* Document extract
<<<<

Unincorporated community in California, United States

Saratoga Springs (formerly, Bachelor Springs and Pierson Springs) is a set of springs that was turned into a resort in the 1870s in Lake County, California, United States. At its peak, the resort could accommodate 250 people. The resort was closed after the main hotel burned down, but reopened as a retreat in 1991.

==Location==

Saratoga Springs is located 4 mi west of Upper Lake.
It is at an elevation of 1427 feet (435 m).
The town of Saratoga Springs was originally located 3.5 mi north of its present location.

The springs are on the side of a wide, brushy drainage ravine.
They are about 2 mi as the crow flies from the Witter Medical Springs.
They are 22 mi east of Ukiah and 6 mi west of Upper Lake.
The springs are in the Scotts Creek watershed.

==Springs==

The resort had 12 small mineral springs, of which 11 were on the slopes 100 to 150 yd east of the hotel.
Six of these rose in cemented basins in the Roundhouse, a circular building 15 ft in diameter.
Their combined flow is perhaps 1.5 gal per minute.
They are all carbonated and deposit small amounts of calcium and iron, and have names like Appetizer and Digester.
There were four other springs rising in cemented basins near the Roundhouse.
Their water was collected in a tank and used for bathing.
About 75 yd north of the Roundhouse a sulfur spring issued from the base of a bank of dark, crushed shale.
It gave about 1 gal per minute of strongly sulfureted water.
The twelfth spring seeped from massive sandstone 2/5 mi up the ravine from the hotel.

A 1914 report said the main springs and their temperatures are: Magnesia 1, 59 F; Magnesia 2, 61.5 F; Arsenic, 60 F; Sulphur, 60 F; Soda, 61.5 F; Iron, 61.5 F and Seltzer, 59 F.
The water was not bottled for sale.

==History==

Before the resort was founded the springs were frequented by the Pomo, who used the valley for healing and peacemaking.

>>>>

* Task to complete
Decide whether each statement agrees with the Saratoga Springs text, answering yes or no and quoting the words that settle it: 1. The resort could hold 250 people at its peak. 2. The spring water was bottled for sale. 3. The Roundhouse is a circular building 25 ft across. These records have no connection to the text.

Referring expression pointing data
<<<<

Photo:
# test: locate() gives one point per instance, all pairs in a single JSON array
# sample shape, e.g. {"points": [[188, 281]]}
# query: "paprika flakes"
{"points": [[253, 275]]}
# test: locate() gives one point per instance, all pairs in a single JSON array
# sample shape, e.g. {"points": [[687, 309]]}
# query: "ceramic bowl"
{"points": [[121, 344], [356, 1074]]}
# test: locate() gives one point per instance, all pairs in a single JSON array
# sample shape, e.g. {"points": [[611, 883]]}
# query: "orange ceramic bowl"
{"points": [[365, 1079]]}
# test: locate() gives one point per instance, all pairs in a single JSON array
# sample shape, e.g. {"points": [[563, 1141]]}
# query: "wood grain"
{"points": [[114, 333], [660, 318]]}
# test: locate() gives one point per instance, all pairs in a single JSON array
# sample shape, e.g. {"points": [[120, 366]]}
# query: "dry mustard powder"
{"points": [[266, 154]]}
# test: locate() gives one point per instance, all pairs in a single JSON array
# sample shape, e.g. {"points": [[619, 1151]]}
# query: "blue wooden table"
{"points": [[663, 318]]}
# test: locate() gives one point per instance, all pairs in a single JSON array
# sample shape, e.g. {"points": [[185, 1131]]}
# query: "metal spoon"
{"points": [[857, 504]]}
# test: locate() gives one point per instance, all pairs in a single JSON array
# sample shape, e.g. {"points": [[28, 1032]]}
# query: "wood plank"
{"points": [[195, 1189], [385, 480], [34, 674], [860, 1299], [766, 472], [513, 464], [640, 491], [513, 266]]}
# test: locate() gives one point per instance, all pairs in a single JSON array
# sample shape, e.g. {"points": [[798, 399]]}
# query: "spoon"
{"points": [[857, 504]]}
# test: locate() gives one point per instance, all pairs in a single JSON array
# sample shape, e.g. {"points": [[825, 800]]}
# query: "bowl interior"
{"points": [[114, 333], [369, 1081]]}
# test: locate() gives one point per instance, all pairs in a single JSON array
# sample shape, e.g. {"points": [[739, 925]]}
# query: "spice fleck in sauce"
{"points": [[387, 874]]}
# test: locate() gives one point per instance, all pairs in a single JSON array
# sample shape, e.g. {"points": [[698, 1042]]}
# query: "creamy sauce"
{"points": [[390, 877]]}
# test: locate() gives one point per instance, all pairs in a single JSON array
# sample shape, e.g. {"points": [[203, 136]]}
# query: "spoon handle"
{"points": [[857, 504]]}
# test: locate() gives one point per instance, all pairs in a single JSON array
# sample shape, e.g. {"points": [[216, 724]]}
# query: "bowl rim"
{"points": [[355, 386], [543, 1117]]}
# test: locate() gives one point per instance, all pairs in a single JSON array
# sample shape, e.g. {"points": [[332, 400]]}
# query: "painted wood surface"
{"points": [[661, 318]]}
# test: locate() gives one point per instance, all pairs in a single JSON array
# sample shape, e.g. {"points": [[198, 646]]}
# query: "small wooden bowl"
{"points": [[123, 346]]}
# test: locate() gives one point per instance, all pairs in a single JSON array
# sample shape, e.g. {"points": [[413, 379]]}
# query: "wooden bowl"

>>>>

* Solved exercise
1. Yes: "At its peak, the resort could accommodate 250 people."
2. No: "The water was not bottled for sale."
3. No: "a circular building 15 ft in diameter"